» **What you need to do**: Exactly as written, transcribe the lines that run from the one containing "Indicate one point per instance of the green grass field" to the end of the records below.

(Coordinate annotation records)

· · · · ·

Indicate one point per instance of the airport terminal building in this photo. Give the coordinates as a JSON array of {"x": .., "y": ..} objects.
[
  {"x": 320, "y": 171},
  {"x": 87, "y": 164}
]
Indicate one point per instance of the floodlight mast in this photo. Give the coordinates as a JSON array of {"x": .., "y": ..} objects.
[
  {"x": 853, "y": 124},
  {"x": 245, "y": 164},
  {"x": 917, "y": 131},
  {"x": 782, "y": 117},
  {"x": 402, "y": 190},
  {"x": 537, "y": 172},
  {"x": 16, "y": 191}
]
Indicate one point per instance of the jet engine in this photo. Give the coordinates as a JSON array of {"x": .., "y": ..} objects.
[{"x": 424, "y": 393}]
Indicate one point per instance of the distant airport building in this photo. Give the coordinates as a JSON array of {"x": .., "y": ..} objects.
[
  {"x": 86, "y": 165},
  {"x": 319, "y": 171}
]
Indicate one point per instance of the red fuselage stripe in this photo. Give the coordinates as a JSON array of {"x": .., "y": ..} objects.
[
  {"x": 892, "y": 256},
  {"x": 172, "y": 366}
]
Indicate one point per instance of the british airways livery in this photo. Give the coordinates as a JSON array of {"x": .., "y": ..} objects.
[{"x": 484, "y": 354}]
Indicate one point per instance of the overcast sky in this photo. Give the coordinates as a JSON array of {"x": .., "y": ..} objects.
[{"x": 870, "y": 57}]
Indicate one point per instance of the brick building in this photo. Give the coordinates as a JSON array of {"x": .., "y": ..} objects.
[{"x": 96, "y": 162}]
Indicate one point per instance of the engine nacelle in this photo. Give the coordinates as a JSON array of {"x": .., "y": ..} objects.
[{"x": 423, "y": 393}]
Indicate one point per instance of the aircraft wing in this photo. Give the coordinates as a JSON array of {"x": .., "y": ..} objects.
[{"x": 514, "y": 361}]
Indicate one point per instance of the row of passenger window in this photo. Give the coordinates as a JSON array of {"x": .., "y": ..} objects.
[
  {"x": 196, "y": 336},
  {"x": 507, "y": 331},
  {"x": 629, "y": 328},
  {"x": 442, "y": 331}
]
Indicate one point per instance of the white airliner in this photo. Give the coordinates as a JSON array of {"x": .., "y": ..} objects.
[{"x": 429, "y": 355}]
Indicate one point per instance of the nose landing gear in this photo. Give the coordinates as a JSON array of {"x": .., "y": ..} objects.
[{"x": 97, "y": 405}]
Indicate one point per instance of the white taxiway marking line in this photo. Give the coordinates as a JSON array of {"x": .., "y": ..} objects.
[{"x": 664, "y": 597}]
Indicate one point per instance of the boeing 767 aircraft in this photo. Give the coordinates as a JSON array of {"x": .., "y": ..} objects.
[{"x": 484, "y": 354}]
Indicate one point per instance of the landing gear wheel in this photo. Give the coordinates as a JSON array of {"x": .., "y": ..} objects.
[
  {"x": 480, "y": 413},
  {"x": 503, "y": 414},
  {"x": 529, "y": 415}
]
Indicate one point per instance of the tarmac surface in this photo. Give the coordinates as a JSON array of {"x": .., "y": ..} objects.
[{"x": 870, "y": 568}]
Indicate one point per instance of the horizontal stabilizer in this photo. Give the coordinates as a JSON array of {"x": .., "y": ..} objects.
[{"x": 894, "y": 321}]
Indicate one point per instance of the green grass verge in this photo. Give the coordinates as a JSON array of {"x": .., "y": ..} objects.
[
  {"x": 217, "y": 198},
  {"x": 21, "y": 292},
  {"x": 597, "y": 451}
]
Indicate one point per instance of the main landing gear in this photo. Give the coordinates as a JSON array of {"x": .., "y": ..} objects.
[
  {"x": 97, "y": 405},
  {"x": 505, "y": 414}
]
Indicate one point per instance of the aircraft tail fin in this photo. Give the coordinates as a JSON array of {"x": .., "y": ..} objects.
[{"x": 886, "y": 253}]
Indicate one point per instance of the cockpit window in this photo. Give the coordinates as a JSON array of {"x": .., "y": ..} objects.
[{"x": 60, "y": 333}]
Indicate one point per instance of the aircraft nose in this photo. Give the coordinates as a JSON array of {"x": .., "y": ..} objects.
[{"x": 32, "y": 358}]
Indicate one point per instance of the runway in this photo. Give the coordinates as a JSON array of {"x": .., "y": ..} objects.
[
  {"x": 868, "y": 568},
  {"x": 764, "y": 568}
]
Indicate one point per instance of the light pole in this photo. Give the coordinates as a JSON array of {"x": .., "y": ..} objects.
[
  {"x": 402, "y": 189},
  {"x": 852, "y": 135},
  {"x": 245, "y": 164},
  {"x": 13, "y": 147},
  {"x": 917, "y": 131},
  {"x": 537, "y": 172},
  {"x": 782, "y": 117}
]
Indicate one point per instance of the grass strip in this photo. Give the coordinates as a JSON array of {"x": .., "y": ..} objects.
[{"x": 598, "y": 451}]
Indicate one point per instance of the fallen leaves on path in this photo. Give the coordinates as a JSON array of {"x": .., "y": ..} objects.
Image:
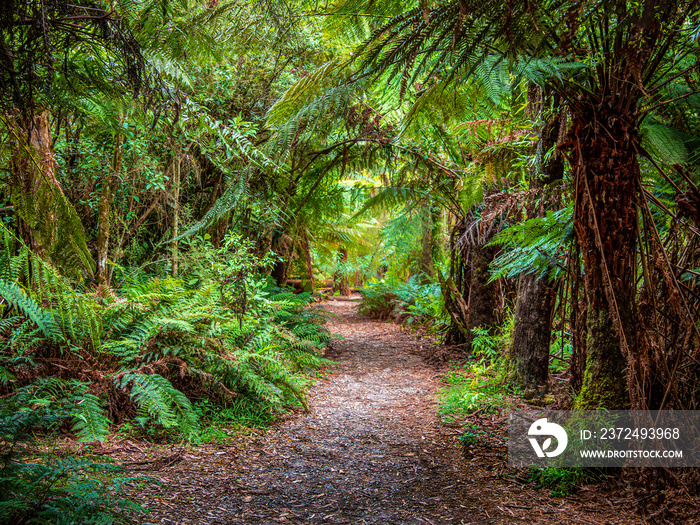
[{"x": 371, "y": 451}]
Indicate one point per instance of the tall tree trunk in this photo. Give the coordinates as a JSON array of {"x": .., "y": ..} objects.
[
  {"x": 307, "y": 256},
  {"x": 537, "y": 295},
  {"x": 341, "y": 278},
  {"x": 532, "y": 329},
  {"x": 426, "y": 265},
  {"x": 104, "y": 207},
  {"x": 601, "y": 145},
  {"x": 482, "y": 301},
  {"x": 48, "y": 222}
]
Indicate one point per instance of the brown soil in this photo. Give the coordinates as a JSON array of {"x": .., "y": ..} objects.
[{"x": 372, "y": 450}]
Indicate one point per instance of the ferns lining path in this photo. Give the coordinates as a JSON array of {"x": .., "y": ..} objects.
[{"x": 371, "y": 451}]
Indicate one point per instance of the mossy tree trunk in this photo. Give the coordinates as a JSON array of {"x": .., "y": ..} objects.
[
  {"x": 426, "y": 265},
  {"x": 482, "y": 302},
  {"x": 104, "y": 208},
  {"x": 340, "y": 279},
  {"x": 304, "y": 243},
  {"x": 177, "y": 162},
  {"x": 537, "y": 295},
  {"x": 601, "y": 145},
  {"x": 47, "y": 221}
]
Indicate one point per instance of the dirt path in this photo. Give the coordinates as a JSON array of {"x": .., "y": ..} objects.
[{"x": 371, "y": 451}]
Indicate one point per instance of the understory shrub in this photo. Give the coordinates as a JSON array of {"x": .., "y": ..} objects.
[
  {"x": 221, "y": 331},
  {"x": 407, "y": 302}
]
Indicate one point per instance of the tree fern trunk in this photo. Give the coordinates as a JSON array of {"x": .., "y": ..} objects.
[
  {"x": 602, "y": 150},
  {"x": 104, "y": 207},
  {"x": 304, "y": 243},
  {"x": 483, "y": 295},
  {"x": 47, "y": 221},
  {"x": 426, "y": 265},
  {"x": 536, "y": 295},
  {"x": 176, "y": 210}
]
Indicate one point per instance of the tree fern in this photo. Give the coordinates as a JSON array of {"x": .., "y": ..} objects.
[
  {"x": 89, "y": 420},
  {"x": 158, "y": 398}
]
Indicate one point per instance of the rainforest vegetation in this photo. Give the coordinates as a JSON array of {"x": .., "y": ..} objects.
[{"x": 180, "y": 182}]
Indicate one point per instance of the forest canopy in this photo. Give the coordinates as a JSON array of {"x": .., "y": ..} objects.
[{"x": 179, "y": 180}]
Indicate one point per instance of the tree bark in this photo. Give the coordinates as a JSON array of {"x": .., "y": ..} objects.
[
  {"x": 482, "y": 302},
  {"x": 537, "y": 295},
  {"x": 104, "y": 207},
  {"x": 532, "y": 329},
  {"x": 307, "y": 256},
  {"x": 176, "y": 210},
  {"x": 601, "y": 145},
  {"x": 426, "y": 265},
  {"x": 341, "y": 278},
  {"x": 48, "y": 223}
]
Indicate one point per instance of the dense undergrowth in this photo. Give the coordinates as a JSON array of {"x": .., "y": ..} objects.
[
  {"x": 157, "y": 356},
  {"x": 410, "y": 302}
]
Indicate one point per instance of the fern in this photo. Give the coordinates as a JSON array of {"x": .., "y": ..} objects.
[
  {"x": 536, "y": 245},
  {"x": 28, "y": 307},
  {"x": 89, "y": 420},
  {"x": 157, "y": 397}
]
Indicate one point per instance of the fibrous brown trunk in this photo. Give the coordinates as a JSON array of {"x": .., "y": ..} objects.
[
  {"x": 104, "y": 207},
  {"x": 343, "y": 283},
  {"x": 482, "y": 302},
  {"x": 537, "y": 295},
  {"x": 304, "y": 243},
  {"x": 532, "y": 329},
  {"x": 601, "y": 145},
  {"x": 427, "y": 245},
  {"x": 176, "y": 210},
  {"x": 48, "y": 222}
]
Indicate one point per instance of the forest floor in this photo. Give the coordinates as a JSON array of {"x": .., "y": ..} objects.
[{"x": 372, "y": 450}]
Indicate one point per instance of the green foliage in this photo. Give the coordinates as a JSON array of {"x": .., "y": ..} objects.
[
  {"x": 535, "y": 245},
  {"x": 41, "y": 489},
  {"x": 163, "y": 340},
  {"x": 409, "y": 302},
  {"x": 561, "y": 481},
  {"x": 163, "y": 403},
  {"x": 485, "y": 384}
]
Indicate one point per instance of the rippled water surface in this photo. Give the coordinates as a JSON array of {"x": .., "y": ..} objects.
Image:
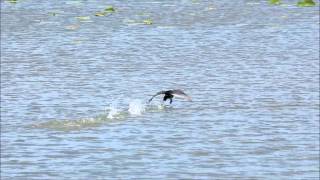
[{"x": 73, "y": 90}]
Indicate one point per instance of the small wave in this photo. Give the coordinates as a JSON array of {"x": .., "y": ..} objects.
[
  {"x": 136, "y": 107},
  {"x": 113, "y": 113}
]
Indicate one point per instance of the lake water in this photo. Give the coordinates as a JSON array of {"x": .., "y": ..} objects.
[{"x": 74, "y": 87}]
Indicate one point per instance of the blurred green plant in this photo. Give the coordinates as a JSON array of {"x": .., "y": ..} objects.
[{"x": 306, "y": 3}]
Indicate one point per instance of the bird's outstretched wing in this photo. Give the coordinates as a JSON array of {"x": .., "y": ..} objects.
[
  {"x": 158, "y": 93},
  {"x": 180, "y": 94}
]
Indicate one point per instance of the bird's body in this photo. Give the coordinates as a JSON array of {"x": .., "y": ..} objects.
[{"x": 170, "y": 94}]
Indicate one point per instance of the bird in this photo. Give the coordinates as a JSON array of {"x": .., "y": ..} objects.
[{"x": 169, "y": 94}]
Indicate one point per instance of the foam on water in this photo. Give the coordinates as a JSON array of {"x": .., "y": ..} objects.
[
  {"x": 136, "y": 107},
  {"x": 113, "y": 112}
]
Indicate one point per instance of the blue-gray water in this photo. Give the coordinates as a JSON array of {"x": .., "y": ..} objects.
[{"x": 251, "y": 68}]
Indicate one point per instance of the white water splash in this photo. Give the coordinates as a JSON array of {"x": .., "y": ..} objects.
[
  {"x": 136, "y": 107},
  {"x": 113, "y": 112}
]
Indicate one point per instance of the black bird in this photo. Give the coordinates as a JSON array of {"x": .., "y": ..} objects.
[{"x": 172, "y": 93}]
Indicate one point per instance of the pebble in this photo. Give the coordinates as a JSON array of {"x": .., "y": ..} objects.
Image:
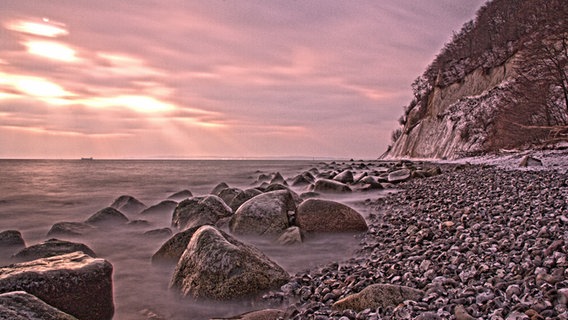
[{"x": 481, "y": 241}]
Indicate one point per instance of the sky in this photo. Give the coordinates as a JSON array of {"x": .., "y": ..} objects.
[{"x": 213, "y": 79}]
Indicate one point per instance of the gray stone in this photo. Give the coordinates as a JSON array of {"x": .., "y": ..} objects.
[
  {"x": 20, "y": 305},
  {"x": 316, "y": 215},
  {"x": 200, "y": 211},
  {"x": 74, "y": 283},
  {"x": 265, "y": 214},
  {"x": 216, "y": 266},
  {"x": 378, "y": 296},
  {"x": 50, "y": 248}
]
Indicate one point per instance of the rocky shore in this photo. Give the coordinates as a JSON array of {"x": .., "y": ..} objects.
[
  {"x": 451, "y": 241},
  {"x": 479, "y": 242}
]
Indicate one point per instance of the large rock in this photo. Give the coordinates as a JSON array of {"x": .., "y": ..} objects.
[
  {"x": 316, "y": 215},
  {"x": 128, "y": 204},
  {"x": 73, "y": 283},
  {"x": 171, "y": 250},
  {"x": 378, "y": 296},
  {"x": 215, "y": 266},
  {"x": 345, "y": 176},
  {"x": 199, "y": 211},
  {"x": 164, "y": 207},
  {"x": 50, "y": 248},
  {"x": 242, "y": 197},
  {"x": 399, "y": 175},
  {"x": 72, "y": 229},
  {"x": 330, "y": 186},
  {"x": 107, "y": 217},
  {"x": 265, "y": 214},
  {"x": 20, "y": 305}
]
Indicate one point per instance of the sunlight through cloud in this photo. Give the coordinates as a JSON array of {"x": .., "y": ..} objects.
[
  {"x": 51, "y": 50},
  {"x": 44, "y": 29}
]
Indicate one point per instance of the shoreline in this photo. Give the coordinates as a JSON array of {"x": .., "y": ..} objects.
[{"x": 479, "y": 240}]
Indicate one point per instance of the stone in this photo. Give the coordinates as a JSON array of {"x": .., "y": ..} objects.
[
  {"x": 242, "y": 197},
  {"x": 20, "y": 305},
  {"x": 215, "y": 266},
  {"x": 345, "y": 176},
  {"x": 72, "y": 229},
  {"x": 291, "y": 236},
  {"x": 330, "y": 186},
  {"x": 528, "y": 161},
  {"x": 173, "y": 248},
  {"x": 74, "y": 283},
  {"x": 50, "y": 248},
  {"x": 399, "y": 175},
  {"x": 200, "y": 211},
  {"x": 128, "y": 204},
  {"x": 378, "y": 296},
  {"x": 317, "y": 215},
  {"x": 181, "y": 195},
  {"x": 107, "y": 217},
  {"x": 218, "y": 188},
  {"x": 266, "y": 314},
  {"x": 11, "y": 239},
  {"x": 158, "y": 233},
  {"x": 164, "y": 207},
  {"x": 265, "y": 214}
]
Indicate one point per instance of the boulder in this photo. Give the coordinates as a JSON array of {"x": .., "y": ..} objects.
[
  {"x": 74, "y": 283},
  {"x": 218, "y": 188},
  {"x": 291, "y": 236},
  {"x": 107, "y": 216},
  {"x": 171, "y": 250},
  {"x": 12, "y": 240},
  {"x": 20, "y": 305},
  {"x": 399, "y": 175},
  {"x": 242, "y": 197},
  {"x": 266, "y": 314},
  {"x": 50, "y": 248},
  {"x": 378, "y": 296},
  {"x": 330, "y": 186},
  {"x": 164, "y": 207},
  {"x": 345, "y": 176},
  {"x": 215, "y": 266},
  {"x": 528, "y": 161},
  {"x": 158, "y": 233},
  {"x": 199, "y": 211},
  {"x": 72, "y": 229},
  {"x": 181, "y": 195},
  {"x": 265, "y": 214},
  {"x": 316, "y": 215},
  {"x": 128, "y": 204}
]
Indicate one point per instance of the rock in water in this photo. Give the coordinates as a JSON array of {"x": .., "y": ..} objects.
[
  {"x": 399, "y": 175},
  {"x": 265, "y": 214},
  {"x": 216, "y": 266},
  {"x": 70, "y": 229},
  {"x": 73, "y": 283},
  {"x": 315, "y": 215},
  {"x": 50, "y": 248},
  {"x": 330, "y": 186},
  {"x": 200, "y": 211},
  {"x": 20, "y": 305},
  {"x": 128, "y": 204},
  {"x": 378, "y": 296},
  {"x": 107, "y": 216},
  {"x": 529, "y": 161}
]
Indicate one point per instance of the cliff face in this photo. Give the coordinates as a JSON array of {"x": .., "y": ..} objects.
[
  {"x": 458, "y": 118},
  {"x": 502, "y": 82}
]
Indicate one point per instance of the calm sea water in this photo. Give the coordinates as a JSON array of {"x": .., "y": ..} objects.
[{"x": 35, "y": 194}]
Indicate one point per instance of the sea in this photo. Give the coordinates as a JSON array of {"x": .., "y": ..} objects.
[{"x": 35, "y": 194}]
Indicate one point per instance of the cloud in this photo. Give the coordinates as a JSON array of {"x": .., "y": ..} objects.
[{"x": 216, "y": 78}]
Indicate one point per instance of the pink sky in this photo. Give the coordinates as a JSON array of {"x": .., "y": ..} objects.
[{"x": 208, "y": 79}]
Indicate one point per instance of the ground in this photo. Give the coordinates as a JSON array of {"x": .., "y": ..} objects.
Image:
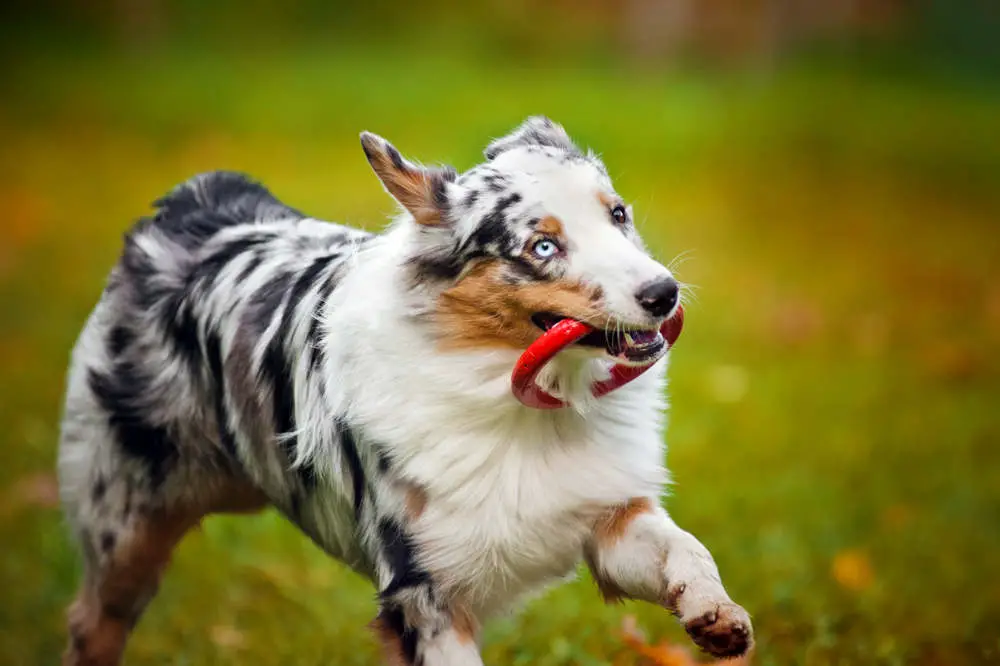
[{"x": 834, "y": 395}]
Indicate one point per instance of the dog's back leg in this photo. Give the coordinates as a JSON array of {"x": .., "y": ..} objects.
[{"x": 122, "y": 572}]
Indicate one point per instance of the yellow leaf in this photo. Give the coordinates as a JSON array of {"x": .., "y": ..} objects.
[{"x": 852, "y": 570}]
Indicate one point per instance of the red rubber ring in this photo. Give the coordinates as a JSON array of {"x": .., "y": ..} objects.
[{"x": 560, "y": 336}]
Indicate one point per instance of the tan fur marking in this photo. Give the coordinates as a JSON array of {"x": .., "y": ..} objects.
[
  {"x": 392, "y": 647},
  {"x": 484, "y": 311},
  {"x": 551, "y": 226},
  {"x": 609, "y": 201},
  {"x": 410, "y": 185},
  {"x": 612, "y": 525},
  {"x": 110, "y": 604},
  {"x": 608, "y": 529},
  {"x": 416, "y": 501}
]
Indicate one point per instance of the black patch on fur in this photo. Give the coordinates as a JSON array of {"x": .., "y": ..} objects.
[
  {"x": 314, "y": 341},
  {"x": 120, "y": 393},
  {"x": 209, "y": 268},
  {"x": 393, "y": 619},
  {"x": 196, "y": 210},
  {"x": 305, "y": 281},
  {"x": 127, "y": 501},
  {"x": 471, "y": 198},
  {"x": 384, "y": 462},
  {"x": 184, "y": 337},
  {"x": 395, "y": 157},
  {"x": 495, "y": 182},
  {"x": 119, "y": 338},
  {"x": 276, "y": 371},
  {"x": 439, "y": 194},
  {"x": 248, "y": 270},
  {"x": 268, "y": 300},
  {"x": 399, "y": 555},
  {"x": 100, "y": 487},
  {"x": 494, "y": 229},
  {"x": 349, "y": 450},
  {"x": 213, "y": 350}
]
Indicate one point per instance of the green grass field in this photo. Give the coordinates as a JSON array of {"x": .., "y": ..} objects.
[{"x": 835, "y": 416}]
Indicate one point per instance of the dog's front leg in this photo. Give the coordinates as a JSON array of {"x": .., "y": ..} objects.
[{"x": 637, "y": 551}]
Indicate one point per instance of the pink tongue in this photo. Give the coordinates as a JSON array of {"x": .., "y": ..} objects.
[{"x": 644, "y": 337}]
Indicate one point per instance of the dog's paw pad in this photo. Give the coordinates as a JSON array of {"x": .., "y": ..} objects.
[{"x": 723, "y": 631}]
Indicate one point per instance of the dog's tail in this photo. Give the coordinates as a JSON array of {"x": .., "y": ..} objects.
[{"x": 197, "y": 209}]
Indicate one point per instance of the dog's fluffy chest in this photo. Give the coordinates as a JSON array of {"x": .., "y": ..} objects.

· · · · ·

» **Exercise response**:
Indicate one point per instance of the green grass field in this photo. Give the coordinates as a JSON array of {"x": .., "y": ..} objects.
[{"x": 835, "y": 416}]
Indicate one point per instance of the dog's front leg in this photo. Give the coordinates as a JSON array of {"x": .., "y": ..} objects.
[{"x": 637, "y": 551}]
Indicate one point per instance of the pink tongue in this photo. Give the coordinates as a JSON array of {"x": .., "y": ..} objects.
[{"x": 644, "y": 337}]
Indicate one point per instance of the dog's paw pad in this photo. Give the coordinates as a JSON array of {"x": .., "y": ..} objects.
[{"x": 723, "y": 631}]
Indicate one point per instance of the dog's tail in this photo. Give the coordinates as a JSON array of {"x": .., "y": ..} objects.
[{"x": 197, "y": 209}]
Indicate one point per instance of the dog's fluffy chest in this photo. Give the coordinates as a JSON array of {"x": .., "y": ..} objects.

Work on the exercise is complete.